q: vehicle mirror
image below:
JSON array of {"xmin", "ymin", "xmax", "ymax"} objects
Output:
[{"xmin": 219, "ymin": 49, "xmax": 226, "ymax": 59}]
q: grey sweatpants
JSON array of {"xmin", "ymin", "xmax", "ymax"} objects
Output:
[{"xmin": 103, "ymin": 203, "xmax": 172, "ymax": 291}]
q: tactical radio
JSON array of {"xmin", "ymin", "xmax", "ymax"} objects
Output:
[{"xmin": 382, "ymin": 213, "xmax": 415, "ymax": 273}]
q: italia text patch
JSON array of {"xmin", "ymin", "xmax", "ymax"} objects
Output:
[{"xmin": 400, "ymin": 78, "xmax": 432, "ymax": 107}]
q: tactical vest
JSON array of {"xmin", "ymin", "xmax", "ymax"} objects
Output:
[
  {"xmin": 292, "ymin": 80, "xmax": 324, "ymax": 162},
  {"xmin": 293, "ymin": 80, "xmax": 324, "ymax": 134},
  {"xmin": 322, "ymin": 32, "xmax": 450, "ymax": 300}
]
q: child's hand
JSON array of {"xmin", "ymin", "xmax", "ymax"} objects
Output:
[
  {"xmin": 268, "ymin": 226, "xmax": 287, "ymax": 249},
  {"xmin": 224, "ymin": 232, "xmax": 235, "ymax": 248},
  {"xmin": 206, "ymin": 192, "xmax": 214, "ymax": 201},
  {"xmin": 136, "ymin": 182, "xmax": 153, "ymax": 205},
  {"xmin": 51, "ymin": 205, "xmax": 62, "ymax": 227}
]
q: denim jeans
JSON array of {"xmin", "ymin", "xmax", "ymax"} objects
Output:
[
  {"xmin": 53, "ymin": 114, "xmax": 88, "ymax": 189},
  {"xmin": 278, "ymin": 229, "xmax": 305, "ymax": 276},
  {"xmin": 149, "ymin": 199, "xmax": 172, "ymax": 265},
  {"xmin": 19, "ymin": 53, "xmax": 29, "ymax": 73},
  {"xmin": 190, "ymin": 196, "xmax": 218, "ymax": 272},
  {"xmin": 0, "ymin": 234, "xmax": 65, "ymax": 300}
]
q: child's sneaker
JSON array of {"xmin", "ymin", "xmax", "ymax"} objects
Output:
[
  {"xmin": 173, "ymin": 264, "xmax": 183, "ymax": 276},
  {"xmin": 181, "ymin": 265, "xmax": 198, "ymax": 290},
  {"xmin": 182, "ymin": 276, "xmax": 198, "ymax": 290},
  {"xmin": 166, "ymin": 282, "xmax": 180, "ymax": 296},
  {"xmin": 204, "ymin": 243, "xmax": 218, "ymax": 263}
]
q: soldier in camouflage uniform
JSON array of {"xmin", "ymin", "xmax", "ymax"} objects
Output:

***

Return the full data, every line of it, with nothing altered.

q: vehicle mirror
image below:
JSON array of {"xmin", "ymin", "xmax", "ymax"} objects
Output:
[{"xmin": 219, "ymin": 49, "xmax": 226, "ymax": 59}]
q: grey sweatpants
JSON array of {"xmin", "ymin", "xmax", "ymax"} objects
Output:
[{"xmin": 103, "ymin": 203, "xmax": 172, "ymax": 291}]
q: tactical radio
JSON array of {"xmin", "ymin", "xmax", "ymax"} objects
Output:
[{"xmin": 382, "ymin": 213, "xmax": 415, "ymax": 273}]
q: italia text patch
JSON array of {"xmin", "ymin", "xmax", "ymax"} objects
Output:
[{"xmin": 400, "ymin": 78, "xmax": 432, "ymax": 107}]
q: tactical vest
JSON array of {"xmin", "ymin", "xmax", "ymax"} objects
Output:
[
  {"xmin": 292, "ymin": 80, "xmax": 324, "ymax": 162},
  {"xmin": 293, "ymin": 80, "xmax": 324, "ymax": 134},
  {"xmin": 322, "ymin": 32, "xmax": 450, "ymax": 300}
]
q: child's hand
JSON array of {"xmin", "ymin", "xmax", "ymax"} objects
Output:
[
  {"xmin": 268, "ymin": 226, "xmax": 287, "ymax": 249},
  {"xmin": 224, "ymin": 232, "xmax": 235, "ymax": 248},
  {"xmin": 206, "ymin": 192, "xmax": 214, "ymax": 201},
  {"xmin": 136, "ymin": 182, "xmax": 153, "ymax": 205},
  {"xmin": 51, "ymin": 205, "xmax": 62, "ymax": 227}
]
q: denim jeans
JSON array of {"xmin", "ymin", "xmax", "ymax"} objects
Output:
[
  {"xmin": 53, "ymin": 114, "xmax": 88, "ymax": 189},
  {"xmin": 278, "ymin": 229, "xmax": 305, "ymax": 276},
  {"xmin": 149, "ymin": 199, "xmax": 172, "ymax": 265},
  {"xmin": 19, "ymin": 53, "xmax": 29, "ymax": 73},
  {"xmin": 190, "ymin": 196, "xmax": 218, "ymax": 272},
  {"xmin": 0, "ymin": 234, "xmax": 65, "ymax": 300}
]
q: child's sneaker
JSON array of {"xmin", "ymin", "xmax", "ymax"} objects
Output:
[
  {"xmin": 173, "ymin": 264, "xmax": 183, "ymax": 276},
  {"xmin": 181, "ymin": 265, "xmax": 198, "ymax": 290},
  {"xmin": 182, "ymin": 276, "xmax": 198, "ymax": 290},
  {"xmin": 166, "ymin": 282, "xmax": 180, "ymax": 296},
  {"xmin": 204, "ymin": 243, "xmax": 218, "ymax": 263}
]
q: soldier in camouflage uniform
JSON array of {"xmin", "ymin", "xmax", "ymax"} objects
Output:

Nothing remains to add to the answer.